** Data under study follows **

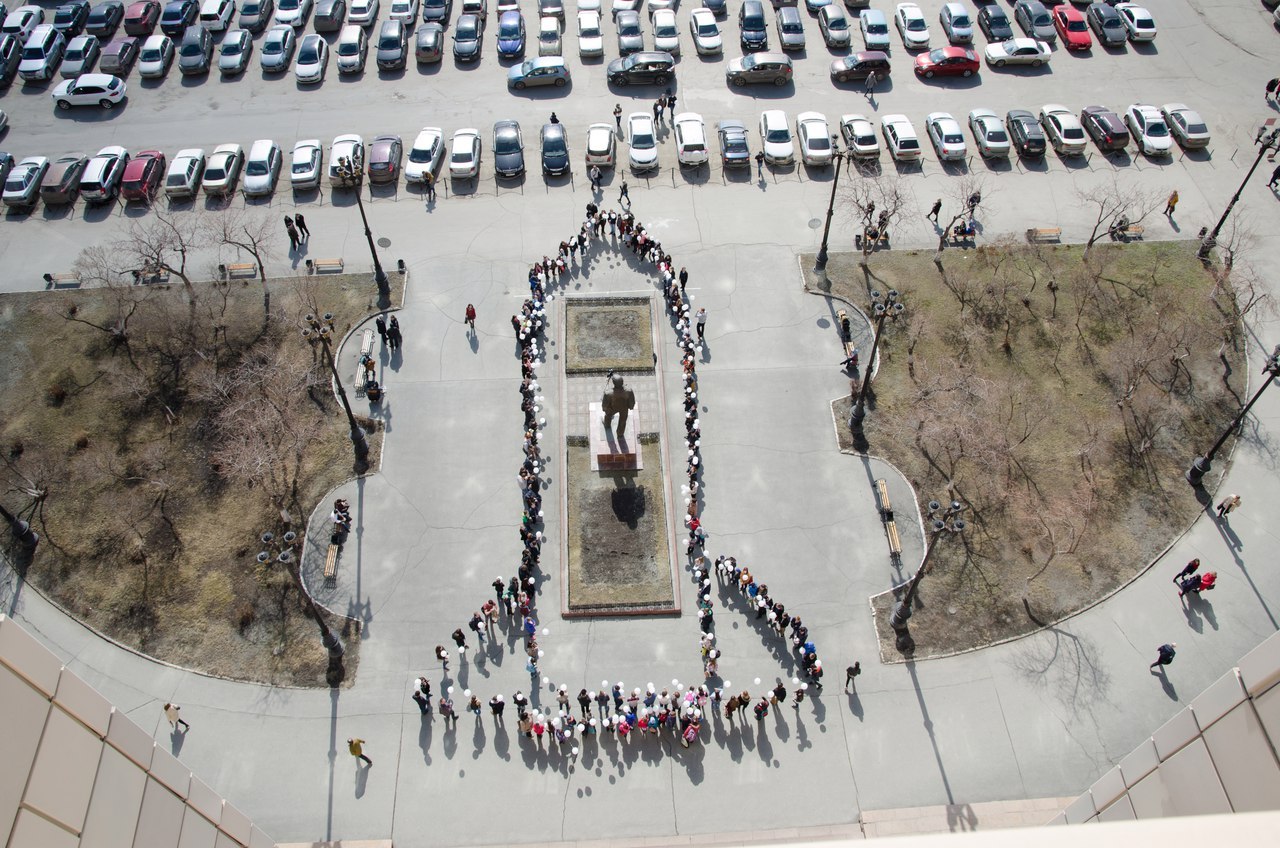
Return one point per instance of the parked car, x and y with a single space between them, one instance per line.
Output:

** End of Data under study **
** Data under study follows **

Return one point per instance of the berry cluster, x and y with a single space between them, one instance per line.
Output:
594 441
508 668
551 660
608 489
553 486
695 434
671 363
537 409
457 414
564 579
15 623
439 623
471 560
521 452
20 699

** End of Data under study **
** Data under study follows **

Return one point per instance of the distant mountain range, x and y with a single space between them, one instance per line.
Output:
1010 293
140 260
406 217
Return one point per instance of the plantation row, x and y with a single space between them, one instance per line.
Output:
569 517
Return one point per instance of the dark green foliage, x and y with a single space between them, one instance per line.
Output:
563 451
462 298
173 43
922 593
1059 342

** End of Data under study **

Instructions for the task => Search the entries for "between" and show every line that has it.

Exercise result =>
Return one point per instance of the parked car, x and y with a single space between them, one instance per line.
Return one point per instance of the berry cluster, x and y with a single space between them, one instance per line.
Return one point per instance of the distant mountain range, x and y with a single space between them, one instance per line.
Return one point per instance of the plantation row, x and y with a single space between them, one instance per line.
Return one point per instance of the dark green foliage, x and y with a single space between them, one instance per line.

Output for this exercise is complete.